Directions for this task >>
Output range, inclusive: from the line containing "Objective — one point per instance of the curb" to the line containing "Objective — one point per instance of the cyclist's helmet". Restate those lines from the data below word for word and only those.

Extracted data section start

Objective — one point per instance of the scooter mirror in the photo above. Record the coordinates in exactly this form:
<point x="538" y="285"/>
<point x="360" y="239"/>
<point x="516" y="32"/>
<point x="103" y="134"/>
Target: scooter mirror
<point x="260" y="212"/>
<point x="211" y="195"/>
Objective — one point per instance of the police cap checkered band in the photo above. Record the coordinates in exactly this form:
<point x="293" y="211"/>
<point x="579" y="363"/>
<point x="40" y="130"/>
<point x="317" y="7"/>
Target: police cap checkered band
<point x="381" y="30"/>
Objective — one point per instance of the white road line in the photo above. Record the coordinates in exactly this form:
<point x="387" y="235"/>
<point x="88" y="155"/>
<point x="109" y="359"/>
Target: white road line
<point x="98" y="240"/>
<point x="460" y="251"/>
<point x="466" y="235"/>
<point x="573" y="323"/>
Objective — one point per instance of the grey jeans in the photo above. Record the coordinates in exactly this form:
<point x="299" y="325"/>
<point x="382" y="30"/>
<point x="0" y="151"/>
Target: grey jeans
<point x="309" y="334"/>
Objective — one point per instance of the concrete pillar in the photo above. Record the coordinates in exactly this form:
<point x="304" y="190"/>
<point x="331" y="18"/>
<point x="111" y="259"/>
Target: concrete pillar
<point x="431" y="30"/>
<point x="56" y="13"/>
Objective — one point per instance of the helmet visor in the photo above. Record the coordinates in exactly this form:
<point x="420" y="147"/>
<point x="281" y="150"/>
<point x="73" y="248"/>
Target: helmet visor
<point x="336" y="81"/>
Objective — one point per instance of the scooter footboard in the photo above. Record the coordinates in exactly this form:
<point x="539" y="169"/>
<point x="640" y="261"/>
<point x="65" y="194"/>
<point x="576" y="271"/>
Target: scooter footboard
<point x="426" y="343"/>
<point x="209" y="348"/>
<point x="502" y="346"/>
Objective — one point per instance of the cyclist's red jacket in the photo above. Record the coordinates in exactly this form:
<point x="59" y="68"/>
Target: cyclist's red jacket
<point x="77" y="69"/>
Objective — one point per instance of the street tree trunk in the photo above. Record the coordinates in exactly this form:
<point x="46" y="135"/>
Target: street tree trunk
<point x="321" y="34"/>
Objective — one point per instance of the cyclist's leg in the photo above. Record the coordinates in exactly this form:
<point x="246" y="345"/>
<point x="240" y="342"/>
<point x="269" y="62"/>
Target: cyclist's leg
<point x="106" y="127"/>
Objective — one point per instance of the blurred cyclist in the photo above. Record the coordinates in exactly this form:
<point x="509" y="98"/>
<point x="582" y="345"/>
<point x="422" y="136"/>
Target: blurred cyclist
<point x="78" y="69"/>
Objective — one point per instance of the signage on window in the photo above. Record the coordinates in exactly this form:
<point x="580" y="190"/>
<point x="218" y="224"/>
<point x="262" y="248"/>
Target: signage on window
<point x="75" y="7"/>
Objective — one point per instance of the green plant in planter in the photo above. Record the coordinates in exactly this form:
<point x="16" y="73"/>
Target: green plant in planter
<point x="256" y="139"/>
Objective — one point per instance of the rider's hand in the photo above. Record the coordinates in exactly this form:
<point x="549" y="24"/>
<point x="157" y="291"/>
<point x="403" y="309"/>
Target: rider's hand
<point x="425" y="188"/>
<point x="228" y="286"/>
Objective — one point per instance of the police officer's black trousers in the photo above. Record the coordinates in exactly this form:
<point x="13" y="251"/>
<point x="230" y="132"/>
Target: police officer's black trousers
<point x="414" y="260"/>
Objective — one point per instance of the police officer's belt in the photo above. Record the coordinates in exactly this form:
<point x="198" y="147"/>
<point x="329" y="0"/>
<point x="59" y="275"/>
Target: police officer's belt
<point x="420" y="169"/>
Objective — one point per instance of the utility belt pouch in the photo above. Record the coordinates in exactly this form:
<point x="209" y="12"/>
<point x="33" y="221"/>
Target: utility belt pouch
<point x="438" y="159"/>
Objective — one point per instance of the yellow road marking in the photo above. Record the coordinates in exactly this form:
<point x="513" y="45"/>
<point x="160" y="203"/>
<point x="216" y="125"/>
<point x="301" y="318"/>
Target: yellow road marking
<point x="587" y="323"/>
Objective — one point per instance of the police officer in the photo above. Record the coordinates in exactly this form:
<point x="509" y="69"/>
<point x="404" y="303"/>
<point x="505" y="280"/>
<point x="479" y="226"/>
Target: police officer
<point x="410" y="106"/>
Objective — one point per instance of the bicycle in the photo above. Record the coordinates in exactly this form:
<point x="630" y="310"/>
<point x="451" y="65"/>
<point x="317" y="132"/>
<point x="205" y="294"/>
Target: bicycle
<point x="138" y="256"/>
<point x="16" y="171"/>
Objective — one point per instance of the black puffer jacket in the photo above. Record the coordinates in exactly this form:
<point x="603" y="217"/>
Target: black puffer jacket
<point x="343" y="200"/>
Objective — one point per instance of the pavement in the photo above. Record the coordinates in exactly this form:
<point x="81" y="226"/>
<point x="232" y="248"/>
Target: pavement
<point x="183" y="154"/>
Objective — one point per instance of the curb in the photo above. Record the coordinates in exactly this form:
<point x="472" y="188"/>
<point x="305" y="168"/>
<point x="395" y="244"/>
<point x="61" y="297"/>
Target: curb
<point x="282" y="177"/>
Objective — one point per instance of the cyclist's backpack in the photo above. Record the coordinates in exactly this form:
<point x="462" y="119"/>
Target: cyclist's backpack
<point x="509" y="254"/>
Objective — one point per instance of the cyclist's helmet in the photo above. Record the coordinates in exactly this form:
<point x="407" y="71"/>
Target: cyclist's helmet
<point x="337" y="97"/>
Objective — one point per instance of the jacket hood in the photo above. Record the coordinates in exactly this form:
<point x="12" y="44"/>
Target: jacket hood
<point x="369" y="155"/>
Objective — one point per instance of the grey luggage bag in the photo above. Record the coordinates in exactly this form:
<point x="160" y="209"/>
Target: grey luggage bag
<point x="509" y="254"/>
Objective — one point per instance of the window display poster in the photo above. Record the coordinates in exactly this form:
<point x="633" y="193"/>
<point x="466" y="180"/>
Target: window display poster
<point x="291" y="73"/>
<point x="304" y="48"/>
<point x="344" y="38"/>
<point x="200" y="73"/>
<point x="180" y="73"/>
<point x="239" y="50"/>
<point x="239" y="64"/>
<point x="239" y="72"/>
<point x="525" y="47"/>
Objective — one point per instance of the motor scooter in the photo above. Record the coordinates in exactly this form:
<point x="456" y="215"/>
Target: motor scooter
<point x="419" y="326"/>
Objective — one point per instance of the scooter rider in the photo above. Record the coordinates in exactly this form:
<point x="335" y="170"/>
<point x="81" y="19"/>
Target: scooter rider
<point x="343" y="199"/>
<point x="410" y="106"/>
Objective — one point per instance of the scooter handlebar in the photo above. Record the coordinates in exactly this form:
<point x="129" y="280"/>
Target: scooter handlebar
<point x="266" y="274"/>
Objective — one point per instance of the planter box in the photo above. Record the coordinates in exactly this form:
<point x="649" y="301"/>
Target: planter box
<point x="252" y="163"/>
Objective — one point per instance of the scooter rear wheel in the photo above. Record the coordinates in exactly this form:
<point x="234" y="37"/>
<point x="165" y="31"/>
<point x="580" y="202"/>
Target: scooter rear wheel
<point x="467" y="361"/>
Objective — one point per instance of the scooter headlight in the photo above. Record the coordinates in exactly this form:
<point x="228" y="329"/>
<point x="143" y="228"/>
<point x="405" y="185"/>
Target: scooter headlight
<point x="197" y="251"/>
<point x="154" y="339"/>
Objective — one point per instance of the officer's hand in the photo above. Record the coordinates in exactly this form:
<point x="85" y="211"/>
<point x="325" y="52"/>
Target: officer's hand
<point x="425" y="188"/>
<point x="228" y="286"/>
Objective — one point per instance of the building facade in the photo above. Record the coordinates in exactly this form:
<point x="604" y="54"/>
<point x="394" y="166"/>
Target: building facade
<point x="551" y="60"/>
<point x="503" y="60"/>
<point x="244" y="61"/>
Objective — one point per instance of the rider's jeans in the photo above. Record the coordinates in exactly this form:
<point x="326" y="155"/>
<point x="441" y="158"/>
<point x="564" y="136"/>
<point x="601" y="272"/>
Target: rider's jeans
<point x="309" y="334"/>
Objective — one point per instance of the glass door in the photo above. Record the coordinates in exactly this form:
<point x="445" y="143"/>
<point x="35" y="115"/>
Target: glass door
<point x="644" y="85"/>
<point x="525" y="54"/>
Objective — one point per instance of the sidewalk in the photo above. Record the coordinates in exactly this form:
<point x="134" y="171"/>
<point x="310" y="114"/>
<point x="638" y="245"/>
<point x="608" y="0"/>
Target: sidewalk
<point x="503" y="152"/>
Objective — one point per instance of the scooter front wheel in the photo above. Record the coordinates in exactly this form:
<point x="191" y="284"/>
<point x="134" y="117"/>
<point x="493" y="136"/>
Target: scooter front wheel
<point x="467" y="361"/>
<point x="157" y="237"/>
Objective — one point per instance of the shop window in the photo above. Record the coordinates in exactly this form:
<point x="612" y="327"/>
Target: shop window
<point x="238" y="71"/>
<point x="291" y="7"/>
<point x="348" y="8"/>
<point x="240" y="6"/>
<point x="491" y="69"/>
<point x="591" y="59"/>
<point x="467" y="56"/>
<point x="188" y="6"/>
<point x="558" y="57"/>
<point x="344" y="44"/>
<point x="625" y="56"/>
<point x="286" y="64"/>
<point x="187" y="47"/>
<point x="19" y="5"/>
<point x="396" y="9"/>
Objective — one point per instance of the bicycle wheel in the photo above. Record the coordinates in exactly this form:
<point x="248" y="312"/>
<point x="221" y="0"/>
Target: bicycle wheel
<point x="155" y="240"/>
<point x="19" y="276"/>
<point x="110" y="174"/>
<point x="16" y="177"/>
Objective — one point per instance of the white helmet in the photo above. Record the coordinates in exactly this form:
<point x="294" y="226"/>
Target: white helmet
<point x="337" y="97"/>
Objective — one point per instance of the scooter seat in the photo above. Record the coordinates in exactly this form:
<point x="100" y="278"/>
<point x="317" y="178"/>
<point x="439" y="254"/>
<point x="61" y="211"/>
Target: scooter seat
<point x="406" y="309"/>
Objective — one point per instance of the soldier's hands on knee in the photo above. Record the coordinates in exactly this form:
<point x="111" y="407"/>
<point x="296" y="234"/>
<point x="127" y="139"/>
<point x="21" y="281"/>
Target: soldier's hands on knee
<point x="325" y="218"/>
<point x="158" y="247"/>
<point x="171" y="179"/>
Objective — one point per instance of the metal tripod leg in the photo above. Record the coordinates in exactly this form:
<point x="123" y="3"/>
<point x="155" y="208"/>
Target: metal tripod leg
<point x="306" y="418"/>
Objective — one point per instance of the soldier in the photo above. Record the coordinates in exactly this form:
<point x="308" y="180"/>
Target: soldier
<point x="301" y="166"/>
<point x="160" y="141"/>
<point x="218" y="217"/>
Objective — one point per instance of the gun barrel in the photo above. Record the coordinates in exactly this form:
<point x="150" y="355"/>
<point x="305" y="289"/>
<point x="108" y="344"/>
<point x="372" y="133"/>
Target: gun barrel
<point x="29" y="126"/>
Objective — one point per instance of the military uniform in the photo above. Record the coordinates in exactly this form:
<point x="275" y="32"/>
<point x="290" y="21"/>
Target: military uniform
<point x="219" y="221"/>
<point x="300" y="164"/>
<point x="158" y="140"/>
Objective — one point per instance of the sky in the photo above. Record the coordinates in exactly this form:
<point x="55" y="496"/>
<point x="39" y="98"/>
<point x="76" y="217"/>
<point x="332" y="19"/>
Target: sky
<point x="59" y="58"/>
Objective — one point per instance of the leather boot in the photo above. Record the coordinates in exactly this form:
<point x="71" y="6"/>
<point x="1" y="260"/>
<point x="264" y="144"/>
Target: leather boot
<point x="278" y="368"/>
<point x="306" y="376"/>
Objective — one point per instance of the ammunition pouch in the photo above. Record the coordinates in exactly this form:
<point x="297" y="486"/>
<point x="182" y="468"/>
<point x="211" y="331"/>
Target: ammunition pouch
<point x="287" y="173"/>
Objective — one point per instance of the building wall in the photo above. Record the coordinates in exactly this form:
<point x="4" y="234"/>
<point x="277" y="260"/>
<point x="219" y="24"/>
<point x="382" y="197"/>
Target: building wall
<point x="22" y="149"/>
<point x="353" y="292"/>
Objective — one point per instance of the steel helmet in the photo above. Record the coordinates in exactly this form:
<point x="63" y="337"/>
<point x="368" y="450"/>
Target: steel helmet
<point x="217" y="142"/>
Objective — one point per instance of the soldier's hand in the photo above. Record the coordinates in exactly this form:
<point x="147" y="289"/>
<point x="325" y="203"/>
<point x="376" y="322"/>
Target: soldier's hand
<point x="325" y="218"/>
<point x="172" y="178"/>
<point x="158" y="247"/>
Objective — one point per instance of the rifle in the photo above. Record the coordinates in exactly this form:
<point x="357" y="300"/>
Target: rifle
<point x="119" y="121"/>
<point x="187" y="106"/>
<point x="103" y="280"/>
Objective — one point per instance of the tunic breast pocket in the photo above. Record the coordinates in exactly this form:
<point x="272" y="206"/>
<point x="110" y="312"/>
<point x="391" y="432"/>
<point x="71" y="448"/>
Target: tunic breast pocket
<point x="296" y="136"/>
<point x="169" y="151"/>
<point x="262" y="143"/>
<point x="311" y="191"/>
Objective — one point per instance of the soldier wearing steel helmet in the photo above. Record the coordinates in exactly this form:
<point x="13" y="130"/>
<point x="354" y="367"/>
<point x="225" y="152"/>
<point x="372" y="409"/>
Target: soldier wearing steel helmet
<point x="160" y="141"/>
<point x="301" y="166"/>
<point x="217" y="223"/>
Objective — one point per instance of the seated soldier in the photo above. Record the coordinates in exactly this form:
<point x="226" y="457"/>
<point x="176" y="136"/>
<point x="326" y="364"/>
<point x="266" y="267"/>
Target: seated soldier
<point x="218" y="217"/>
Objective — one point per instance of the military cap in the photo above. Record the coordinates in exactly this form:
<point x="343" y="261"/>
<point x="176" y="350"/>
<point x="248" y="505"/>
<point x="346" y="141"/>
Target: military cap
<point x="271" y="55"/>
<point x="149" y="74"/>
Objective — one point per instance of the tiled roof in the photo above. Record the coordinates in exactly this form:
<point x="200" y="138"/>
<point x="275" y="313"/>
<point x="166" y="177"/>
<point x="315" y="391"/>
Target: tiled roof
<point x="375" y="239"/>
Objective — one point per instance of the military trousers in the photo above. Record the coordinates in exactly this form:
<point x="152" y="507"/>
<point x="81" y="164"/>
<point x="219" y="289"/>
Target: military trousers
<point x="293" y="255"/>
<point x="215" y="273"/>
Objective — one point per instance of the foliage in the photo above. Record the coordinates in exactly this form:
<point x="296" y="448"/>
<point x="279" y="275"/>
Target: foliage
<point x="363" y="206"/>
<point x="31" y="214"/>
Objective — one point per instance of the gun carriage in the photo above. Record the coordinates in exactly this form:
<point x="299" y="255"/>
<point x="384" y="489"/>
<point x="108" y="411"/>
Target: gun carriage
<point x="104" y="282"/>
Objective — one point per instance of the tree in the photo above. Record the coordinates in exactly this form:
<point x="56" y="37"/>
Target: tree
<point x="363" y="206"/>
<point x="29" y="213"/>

Extracted data section end

Result >>
Objective — one point per instance of the curb in the photo above. Record the coordinates in exactly this form:
<point x="472" y="188"/>
<point x="305" y="168"/>
<point x="395" y="244"/>
<point x="61" y="297"/>
Target: curb
<point x="282" y="177"/>
Objective — one point per instance of the cyclist's backpack in the photo above. Record the coordinates in exactly this form:
<point x="462" y="119"/>
Target: cyclist's backpack
<point x="509" y="254"/>
Objective — one point per instance of the cyclist's helmet in the photo above. Record the coordinates in exactly this form:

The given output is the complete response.